# Eheim user opinions...



## Bert H (Mar 2, 2004)

50 gallon tank, dimensions: 36x18x18. 

Eheim 2026 Pro II looks really nice to me. I'd like an adjustable flow rate, and easy to prime. It is a little pricey, though! Any feedback? Any other recommendation along the eheim line? I assume all eheims have spray bars, correct? 

I am trying to convince myself it's worth the money differential between an eheim and an xp2. I have an xp1 which I've been happy with. It's not going to go where it has to be totally quiet.


----------



## LuvRainbows (Jan 24, 2005)

*Eheim*

I have the Eheim 2128 Professionel II Thermofilter - I absolutely love it! Mine does not have an adjustable flow rate but does have the easy prime. The model I have is so quiet that I don't even know it's running.


----------



## dmartin72 (Oct 9, 2004)

I have the 2128 Professional II Thermofilter as well and give it a healthy thumbs up. The quality is top notch and it's super quiet. I love the fact that there is no heater in the aquarium!



LuvRainbows said:


> I have the Eheim 2128 Professionel II Thermofilter - I absolutely love it! Mine does not have an adjustable flow rate but does have the easy prime. The model I have is so quiet that I don't even know it's running.


----------



## david lim (Mar 30, 2004)

Record list
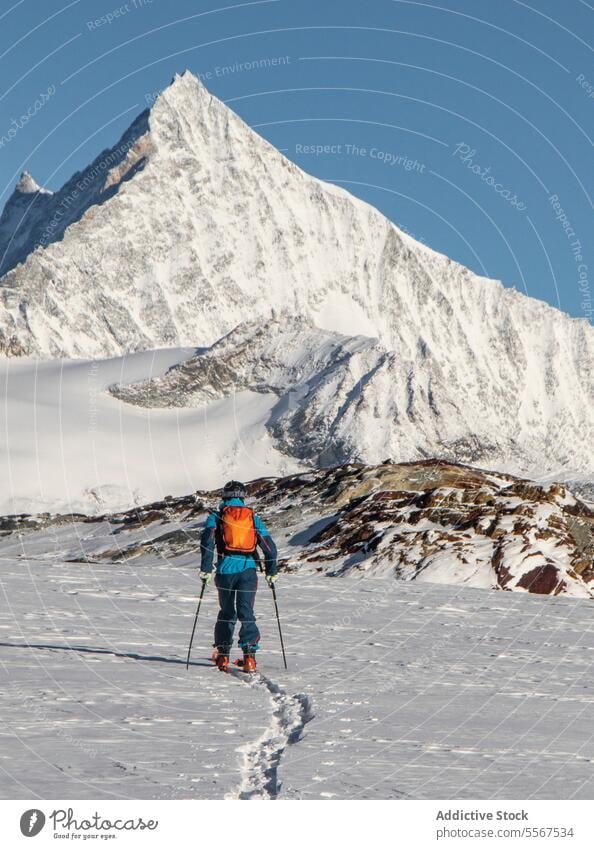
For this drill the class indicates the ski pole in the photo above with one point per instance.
(195, 621)
(280, 633)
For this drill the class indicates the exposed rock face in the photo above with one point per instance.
(429, 521)
(193, 224)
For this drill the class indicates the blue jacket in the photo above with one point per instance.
(232, 563)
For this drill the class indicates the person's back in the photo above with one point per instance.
(233, 534)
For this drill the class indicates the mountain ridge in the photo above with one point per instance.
(201, 224)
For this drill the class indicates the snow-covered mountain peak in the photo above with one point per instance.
(28, 186)
(193, 224)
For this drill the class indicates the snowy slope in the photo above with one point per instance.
(195, 224)
(337, 398)
(424, 522)
(431, 692)
(67, 444)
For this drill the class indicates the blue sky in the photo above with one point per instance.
(467, 122)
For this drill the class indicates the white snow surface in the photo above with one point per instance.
(193, 224)
(393, 690)
(67, 444)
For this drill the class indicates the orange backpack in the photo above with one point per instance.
(238, 531)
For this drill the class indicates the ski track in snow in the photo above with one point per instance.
(261, 758)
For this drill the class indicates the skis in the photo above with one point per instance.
(238, 664)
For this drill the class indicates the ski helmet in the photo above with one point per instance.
(234, 489)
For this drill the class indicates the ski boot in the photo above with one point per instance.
(249, 663)
(222, 662)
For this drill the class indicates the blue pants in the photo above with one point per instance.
(237, 594)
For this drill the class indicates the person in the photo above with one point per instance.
(234, 532)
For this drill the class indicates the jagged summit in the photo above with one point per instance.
(193, 224)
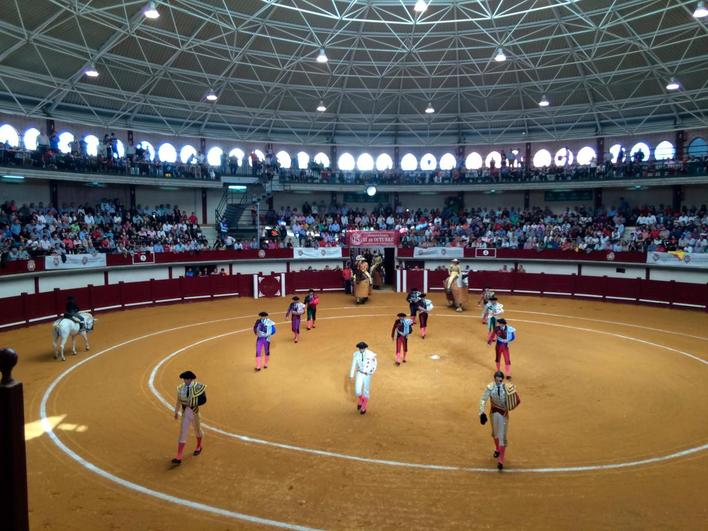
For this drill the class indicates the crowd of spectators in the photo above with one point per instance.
(30, 231)
(624, 169)
(112, 158)
(621, 228)
(136, 161)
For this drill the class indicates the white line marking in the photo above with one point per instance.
(47, 426)
(674, 332)
(325, 453)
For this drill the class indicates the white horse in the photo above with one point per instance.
(65, 327)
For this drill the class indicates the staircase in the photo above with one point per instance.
(210, 233)
(235, 209)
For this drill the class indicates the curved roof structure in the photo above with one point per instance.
(602, 65)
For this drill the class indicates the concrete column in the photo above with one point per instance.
(600, 150)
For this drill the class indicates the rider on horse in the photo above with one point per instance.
(72, 312)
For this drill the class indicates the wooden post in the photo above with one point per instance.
(13, 461)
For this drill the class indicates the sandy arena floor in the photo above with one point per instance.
(612, 432)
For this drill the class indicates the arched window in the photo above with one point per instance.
(9, 134)
(237, 153)
(519, 158)
(448, 161)
(92, 142)
(585, 155)
(283, 158)
(322, 159)
(149, 149)
(346, 162)
(409, 162)
(697, 148)
(542, 158)
(30, 138)
(428, 162)
(167, 153)
(564, 157)
(614, 152)
(186, 153)
(119, 153)
(493, 156)
(643, 148)
(214, 156)
(365, 162)
(65, 140)
(474, 161)
(303, 160)
(384, 162)
(664, 151)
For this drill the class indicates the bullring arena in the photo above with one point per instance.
(249, 208)
(601, 424)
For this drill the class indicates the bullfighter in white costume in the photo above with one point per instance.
(363, 367)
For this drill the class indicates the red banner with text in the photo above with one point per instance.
(373, 238)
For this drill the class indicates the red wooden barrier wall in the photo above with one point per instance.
(28, 308)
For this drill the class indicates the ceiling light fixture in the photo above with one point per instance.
(420, 6)
(151, 11)
(91, 71)
(673, 84)
(322, 57)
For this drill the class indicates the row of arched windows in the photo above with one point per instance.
(543, 158)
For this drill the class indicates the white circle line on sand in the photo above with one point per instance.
(48, 428)
(673, 332)
(326, 453)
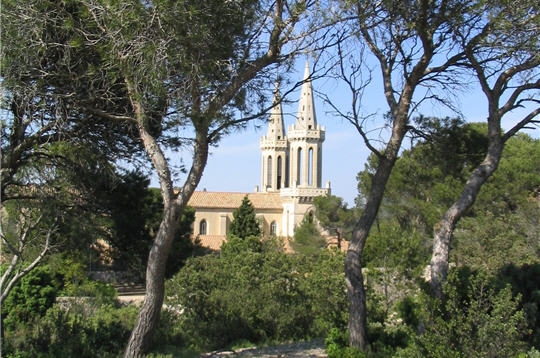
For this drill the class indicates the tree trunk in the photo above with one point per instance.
(353, 262)
(141, 336)
(357, 298)
(444, 230)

Task set
(A) Reproduce the Eheim filter thread from "# Eheim user" up to and including "be totally quiet.".
(B) Resume the Eheim filter thread from the point where it stops.

Outputs by task
(A)
# Eheim user opinions...



## Bert H (Mar 2, 2004)

50 gallon tank, dimensions: 36x18x18. 

Eheim 2026 Pro II looks really nice to me. I'd like an adjustable flow rate, and easy to prime. It is a little pricey, though! Any feedback? Any other recommendation along the eheim line? I assume all eheims have spray bars, correct? 

I am trying to convince myself it's worth the money differential between an eheim and an xp2. I have an xp1 which I've been happy with. It's not going to go where it has to be totally quiet.

(B)
I've used the 2028 for a 75 gallon, and it's a great filter. However, I think the self priming and flow measure is a little overrated. The nicest feature IMO is the media baskets. With that being said I definately prefer the classics. I'm running a 2213 on a 29g, 2215 on a 65g, and a 2217 on a 58g. Flow rate can be adjusted with the shut-off valves. Make sure to invest in the filter that will last you. My 2215 is close to 10 years old now and I've never had a maintenance issue. 

However, I've heard nothing but great things about the filstars too.


----------



## gnatster (Mar 6, 2004)

I've added the Eheim Canisters to the APC Reviews section broken down by family type. Please visit the APC Reviews and add your reviews. The more we all do this the better the section will become for all. As always, feel free to PM me with products you want to see added. 

Thanks


----------



## JanS (Apr 14, 2004)

I run a 2217 on my 55 gallon and the 2028 on my 125. They are both great filters, and the only edge the 2028 has is the media baskets which make it much easier for cleaning.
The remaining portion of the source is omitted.